**DESCRIPTION OF THE TASK**
Answer these questions using the article below about the injury settlement.
1. At which base was Mr F stationed when the accident happened?
2. On which road did the accident take place?
3. In what month and year was Mr F medically discharged from the US Air Force?

**EXCERPT**
▼

Former US Airforce employee receives US $750,000 compensation for injury obtained on Suffolk road

  • Posted

Posted 27/07/2010

Mr F was employed by the US Airforce and stationed at RAF Lakenheath in 2006 when he was involved in a road accident which completely changed the course of his life. As a result of the injuries he incurred, his career in the airforce was cut short and he was returned to his native Puerto Rico where he had to look for employment in the private sector. Ruth Booy, who heads the personal injury team at Ashtons Legal, has now succeeded in obtaining a US $750,000 settlement for 28 year old Mr F; this will enable him to move to the US, undergo further surgery and seek better alternative employment.

The incident in which he was involved occurred on the C624, Higham Road in April 2006. He was driving his Jeep in the direction of Tuddenham when he was hit by another vehicle. He suffered injuries to his elbow, abdomen, pelvis and right leg which treated first at West Suffolk Hospital and then at RAF Lakenheath Medical Centre. While his other injuries healed, his leg became a permanent problem. Ruth Booy explains:

“Mr F underwent surgery in relation to his fractured leg, with an inter-medullary rod being inserted to try to help him regain mobility as quickly as possible. At the time of his accident, he was a Staff Sergeant working in avionics on the flightline. He was unable to return to work for almost a month, and when he did so was limited to a desk job. In spite of intensive physiotherapy, his leg continued to cause him substantial pain, and this extends up to his hip and groin. At times his knee feels sufficiently unstable that he walks with a stick. He never regained full mobility and was medically discharged from the US Air Force in November 2007.

▲

**SUPPLIED INFORMATION**
▼

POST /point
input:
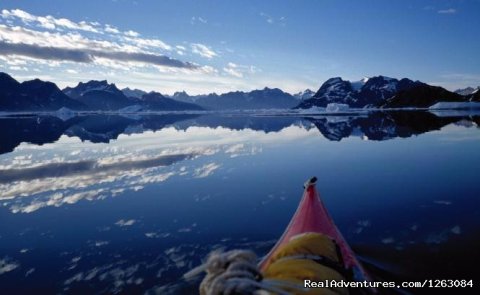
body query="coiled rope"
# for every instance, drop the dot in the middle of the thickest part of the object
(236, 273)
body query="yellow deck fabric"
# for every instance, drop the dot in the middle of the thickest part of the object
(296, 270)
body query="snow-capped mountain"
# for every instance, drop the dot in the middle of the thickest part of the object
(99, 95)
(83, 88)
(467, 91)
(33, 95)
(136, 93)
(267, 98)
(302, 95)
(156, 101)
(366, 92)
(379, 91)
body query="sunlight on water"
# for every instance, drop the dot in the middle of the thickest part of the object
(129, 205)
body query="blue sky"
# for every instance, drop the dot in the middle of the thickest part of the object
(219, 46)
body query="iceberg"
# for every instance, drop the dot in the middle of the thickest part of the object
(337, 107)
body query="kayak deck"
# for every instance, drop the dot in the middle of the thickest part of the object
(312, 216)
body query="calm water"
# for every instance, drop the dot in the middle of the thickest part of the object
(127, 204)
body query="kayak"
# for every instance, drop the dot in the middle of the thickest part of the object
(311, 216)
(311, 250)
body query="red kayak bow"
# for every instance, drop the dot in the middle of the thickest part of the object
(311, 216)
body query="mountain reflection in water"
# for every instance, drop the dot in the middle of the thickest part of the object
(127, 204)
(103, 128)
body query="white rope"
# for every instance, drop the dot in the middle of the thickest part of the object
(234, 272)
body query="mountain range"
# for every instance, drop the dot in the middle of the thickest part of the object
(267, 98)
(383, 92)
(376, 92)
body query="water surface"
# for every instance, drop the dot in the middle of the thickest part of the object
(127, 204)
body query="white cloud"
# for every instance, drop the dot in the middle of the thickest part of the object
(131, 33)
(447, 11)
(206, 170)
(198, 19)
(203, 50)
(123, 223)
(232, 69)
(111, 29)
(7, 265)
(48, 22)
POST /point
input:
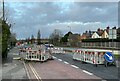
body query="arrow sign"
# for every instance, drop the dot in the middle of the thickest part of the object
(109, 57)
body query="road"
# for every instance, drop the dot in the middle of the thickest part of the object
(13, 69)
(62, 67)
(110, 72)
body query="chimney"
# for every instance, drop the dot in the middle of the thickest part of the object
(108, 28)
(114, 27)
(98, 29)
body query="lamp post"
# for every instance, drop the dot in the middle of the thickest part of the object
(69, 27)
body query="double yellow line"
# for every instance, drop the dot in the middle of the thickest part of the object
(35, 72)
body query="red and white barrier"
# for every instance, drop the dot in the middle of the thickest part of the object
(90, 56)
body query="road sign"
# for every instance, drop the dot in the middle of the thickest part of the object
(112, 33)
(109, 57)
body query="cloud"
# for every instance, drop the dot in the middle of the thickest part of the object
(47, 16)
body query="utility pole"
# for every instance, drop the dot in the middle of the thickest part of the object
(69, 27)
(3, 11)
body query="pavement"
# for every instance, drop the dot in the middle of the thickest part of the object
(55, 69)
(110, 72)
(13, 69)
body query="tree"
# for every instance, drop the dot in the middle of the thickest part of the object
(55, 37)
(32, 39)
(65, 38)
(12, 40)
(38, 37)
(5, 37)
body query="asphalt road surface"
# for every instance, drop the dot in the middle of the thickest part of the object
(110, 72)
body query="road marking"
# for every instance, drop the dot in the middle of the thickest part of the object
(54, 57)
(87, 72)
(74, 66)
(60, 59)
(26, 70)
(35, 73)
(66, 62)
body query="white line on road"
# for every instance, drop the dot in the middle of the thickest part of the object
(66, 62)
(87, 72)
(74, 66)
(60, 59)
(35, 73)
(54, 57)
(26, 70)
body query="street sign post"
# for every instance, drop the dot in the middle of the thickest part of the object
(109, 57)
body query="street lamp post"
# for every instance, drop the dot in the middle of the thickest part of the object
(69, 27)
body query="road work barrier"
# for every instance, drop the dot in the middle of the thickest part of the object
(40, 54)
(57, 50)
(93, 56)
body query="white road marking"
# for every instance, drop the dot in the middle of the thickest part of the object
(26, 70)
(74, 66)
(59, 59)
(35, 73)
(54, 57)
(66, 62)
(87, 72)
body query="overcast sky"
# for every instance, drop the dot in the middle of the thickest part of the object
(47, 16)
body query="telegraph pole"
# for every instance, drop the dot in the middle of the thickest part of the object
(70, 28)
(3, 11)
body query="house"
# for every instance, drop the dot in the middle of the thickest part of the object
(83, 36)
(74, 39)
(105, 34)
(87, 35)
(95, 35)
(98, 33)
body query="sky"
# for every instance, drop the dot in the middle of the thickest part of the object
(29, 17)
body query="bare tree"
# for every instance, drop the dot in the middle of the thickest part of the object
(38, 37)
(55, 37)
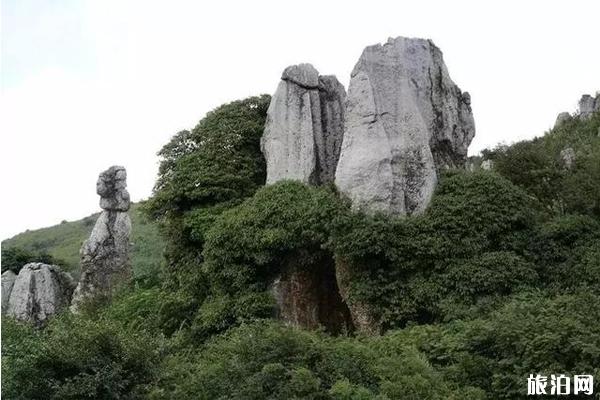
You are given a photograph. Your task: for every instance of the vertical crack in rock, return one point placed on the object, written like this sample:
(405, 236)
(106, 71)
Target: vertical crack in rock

▲

**RESPONSE BELOW**
1. RAF Lakenheath
2. The C624, Higham Road
3. November 2007